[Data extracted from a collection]

+-------+

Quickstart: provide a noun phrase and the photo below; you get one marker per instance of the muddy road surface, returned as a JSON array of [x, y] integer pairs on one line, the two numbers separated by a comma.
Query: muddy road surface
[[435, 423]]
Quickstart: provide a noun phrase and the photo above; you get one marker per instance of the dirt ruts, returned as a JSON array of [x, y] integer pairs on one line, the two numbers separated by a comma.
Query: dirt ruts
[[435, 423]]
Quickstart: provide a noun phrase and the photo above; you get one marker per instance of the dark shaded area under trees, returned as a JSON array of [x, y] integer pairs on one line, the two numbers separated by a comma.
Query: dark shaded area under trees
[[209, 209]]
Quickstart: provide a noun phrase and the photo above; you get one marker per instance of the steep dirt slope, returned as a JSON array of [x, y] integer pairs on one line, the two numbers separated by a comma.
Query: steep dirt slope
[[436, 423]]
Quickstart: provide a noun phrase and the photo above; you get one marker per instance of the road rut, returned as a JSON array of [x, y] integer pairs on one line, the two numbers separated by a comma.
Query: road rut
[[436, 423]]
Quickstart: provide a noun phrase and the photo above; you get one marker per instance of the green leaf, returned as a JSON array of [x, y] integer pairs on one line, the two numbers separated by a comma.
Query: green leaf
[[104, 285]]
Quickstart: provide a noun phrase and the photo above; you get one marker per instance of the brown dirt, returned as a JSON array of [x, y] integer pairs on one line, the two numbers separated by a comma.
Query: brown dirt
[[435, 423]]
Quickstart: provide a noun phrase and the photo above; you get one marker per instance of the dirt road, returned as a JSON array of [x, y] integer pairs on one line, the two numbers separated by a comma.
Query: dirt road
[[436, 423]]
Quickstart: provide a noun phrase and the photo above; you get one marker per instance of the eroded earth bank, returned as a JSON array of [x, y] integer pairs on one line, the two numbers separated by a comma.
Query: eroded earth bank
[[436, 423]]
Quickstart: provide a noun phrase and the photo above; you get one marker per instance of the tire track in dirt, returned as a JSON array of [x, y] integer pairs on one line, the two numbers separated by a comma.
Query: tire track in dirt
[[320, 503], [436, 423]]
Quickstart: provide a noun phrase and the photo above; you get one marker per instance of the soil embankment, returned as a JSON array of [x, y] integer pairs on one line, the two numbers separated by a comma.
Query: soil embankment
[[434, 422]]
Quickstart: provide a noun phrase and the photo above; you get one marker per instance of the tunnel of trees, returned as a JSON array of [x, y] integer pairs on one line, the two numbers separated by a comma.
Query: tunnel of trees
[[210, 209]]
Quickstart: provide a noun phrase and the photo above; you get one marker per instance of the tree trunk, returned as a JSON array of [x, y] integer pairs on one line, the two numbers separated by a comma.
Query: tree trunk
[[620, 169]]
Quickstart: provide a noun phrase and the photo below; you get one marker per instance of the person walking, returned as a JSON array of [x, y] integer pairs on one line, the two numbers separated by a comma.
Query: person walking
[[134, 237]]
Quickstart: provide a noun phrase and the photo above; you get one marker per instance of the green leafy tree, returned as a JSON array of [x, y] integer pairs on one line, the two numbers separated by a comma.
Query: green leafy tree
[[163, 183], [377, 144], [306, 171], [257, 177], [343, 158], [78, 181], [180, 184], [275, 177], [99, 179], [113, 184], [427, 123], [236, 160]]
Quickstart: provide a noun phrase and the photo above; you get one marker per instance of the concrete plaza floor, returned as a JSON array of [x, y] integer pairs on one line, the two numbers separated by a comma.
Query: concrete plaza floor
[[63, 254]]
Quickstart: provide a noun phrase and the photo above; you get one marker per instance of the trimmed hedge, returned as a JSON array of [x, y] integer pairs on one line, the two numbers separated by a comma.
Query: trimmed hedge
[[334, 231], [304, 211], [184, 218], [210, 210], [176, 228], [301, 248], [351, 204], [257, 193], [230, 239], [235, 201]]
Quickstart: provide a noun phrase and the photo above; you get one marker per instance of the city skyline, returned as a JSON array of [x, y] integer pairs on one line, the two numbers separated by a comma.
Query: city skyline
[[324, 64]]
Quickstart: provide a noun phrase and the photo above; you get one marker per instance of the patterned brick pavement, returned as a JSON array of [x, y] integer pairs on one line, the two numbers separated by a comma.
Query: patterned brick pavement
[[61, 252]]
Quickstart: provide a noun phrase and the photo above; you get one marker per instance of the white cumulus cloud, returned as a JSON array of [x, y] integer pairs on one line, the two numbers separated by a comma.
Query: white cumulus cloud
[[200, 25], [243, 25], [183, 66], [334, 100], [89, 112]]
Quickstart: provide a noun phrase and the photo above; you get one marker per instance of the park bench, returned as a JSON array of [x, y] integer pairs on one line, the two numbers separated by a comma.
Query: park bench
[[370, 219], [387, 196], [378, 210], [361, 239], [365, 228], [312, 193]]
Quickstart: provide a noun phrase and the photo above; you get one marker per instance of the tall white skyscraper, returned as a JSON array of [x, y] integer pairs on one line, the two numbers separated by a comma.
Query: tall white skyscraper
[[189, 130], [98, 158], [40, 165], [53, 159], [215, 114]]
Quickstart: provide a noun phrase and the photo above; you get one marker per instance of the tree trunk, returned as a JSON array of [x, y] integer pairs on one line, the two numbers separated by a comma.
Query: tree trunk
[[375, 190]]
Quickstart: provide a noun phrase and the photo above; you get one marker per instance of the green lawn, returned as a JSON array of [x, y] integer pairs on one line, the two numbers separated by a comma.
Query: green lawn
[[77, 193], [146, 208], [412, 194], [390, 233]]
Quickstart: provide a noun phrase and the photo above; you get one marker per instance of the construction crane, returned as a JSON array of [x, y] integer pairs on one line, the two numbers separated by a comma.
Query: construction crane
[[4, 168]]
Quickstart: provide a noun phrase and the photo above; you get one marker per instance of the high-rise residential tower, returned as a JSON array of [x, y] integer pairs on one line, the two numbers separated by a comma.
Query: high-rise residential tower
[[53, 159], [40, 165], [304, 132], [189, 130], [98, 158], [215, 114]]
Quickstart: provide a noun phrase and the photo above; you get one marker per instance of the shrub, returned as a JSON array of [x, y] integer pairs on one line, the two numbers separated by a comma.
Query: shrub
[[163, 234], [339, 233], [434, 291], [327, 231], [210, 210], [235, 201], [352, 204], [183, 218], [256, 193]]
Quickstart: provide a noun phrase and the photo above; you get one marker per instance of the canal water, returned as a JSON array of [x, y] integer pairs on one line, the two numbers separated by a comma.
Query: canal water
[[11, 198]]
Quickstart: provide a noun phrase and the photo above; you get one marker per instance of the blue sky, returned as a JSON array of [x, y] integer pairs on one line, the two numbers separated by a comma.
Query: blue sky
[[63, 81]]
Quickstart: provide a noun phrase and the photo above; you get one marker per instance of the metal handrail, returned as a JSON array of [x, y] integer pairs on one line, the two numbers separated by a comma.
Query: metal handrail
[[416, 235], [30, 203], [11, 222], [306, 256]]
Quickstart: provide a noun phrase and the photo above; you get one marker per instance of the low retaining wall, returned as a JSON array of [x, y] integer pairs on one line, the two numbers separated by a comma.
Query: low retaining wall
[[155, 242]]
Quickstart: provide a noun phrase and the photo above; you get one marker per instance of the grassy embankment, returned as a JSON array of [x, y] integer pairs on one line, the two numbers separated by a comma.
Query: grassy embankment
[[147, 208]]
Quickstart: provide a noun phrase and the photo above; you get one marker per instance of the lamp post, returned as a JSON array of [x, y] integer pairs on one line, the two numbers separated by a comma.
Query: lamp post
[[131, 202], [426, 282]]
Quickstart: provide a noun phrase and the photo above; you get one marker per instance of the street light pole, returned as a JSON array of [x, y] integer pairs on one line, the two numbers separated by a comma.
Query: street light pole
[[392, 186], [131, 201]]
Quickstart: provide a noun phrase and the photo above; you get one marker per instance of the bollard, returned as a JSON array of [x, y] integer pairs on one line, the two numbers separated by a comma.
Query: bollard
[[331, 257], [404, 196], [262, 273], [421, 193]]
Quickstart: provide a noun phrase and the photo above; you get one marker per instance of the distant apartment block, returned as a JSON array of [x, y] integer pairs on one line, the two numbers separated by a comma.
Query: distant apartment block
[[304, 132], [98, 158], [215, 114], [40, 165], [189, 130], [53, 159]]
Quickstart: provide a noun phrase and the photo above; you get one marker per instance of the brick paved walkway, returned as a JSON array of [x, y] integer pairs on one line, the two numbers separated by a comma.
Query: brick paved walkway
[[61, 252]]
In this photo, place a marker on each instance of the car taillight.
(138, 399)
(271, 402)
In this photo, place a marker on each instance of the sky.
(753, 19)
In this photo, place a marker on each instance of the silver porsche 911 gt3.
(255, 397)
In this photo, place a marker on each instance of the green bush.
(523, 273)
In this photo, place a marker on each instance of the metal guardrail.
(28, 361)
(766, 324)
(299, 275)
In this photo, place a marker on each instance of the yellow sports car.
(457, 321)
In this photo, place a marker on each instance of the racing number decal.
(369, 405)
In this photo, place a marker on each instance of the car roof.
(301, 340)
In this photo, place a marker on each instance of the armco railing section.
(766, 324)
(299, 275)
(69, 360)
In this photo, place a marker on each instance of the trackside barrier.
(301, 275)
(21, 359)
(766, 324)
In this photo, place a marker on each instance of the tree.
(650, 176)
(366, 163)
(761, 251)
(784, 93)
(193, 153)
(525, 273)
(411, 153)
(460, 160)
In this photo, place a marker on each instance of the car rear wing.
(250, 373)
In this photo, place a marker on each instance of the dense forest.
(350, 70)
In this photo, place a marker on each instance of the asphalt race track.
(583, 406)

+-------+

_TASK REQUIREMENTS_. Above are the entries. Quote exactly the lines from the one bearing "Query: tall white skyscraper" through the one bearing "of the high-rise".

_RESPONSE TO THIS TASK_.
Query: tall white skyscraper
[[189, 130], [98, 158], [40, 165], [53, 159], [215, 114]]
Quickstart: provide a noun phrase and the photo above; you get one marker per instance of the tree trunk, returned as a JSON array of [x, y] integer pairs on one line, the two numbers separated by a comma.
Query: tree trunk
[[375, 190]]
Quickstart: provide a noun phrase and the photo above; you get one marker per instance of the green lawn, returned as a JSON array of [x, y] integer pairs on one line, the two numbers separated by a comma.
Query: green lawn
[[77, 193], [146, 208], [412, 194], [390, 233]]
Quickstart: provide a noun phrase and the photo above; you get one marker per instance of the construction crane, returned as a JSON array of [x, y] integer pairs on one line, the two numbers separated by a comma.
Query: construction crane
[[4, 168]]
Quickstart: provide a noun phrase and the photo above; you get one marker per instance of the high-rise residential tower, returned as a JSON array of [x, y] integer pairs on one line, the two numbers separated by a comma.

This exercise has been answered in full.